== The problem ==
Copy out all the entries shown below, exactly as they appear.

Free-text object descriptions
===
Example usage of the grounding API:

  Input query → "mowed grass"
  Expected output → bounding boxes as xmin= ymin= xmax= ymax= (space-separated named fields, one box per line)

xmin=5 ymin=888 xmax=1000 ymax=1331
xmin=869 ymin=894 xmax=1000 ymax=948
===
== Your solution ==
Example usage of the grounding API:

  Input query → "mowed grass"
  Expected output → bounding boxes as xmin= ymin= xmax= ymax= (space-separated named fields, one box per line)

xmin=5 ymin=888 xmax=1000 ymax=1331
xmin=869 ymin=894 xmax=1000 ymax=948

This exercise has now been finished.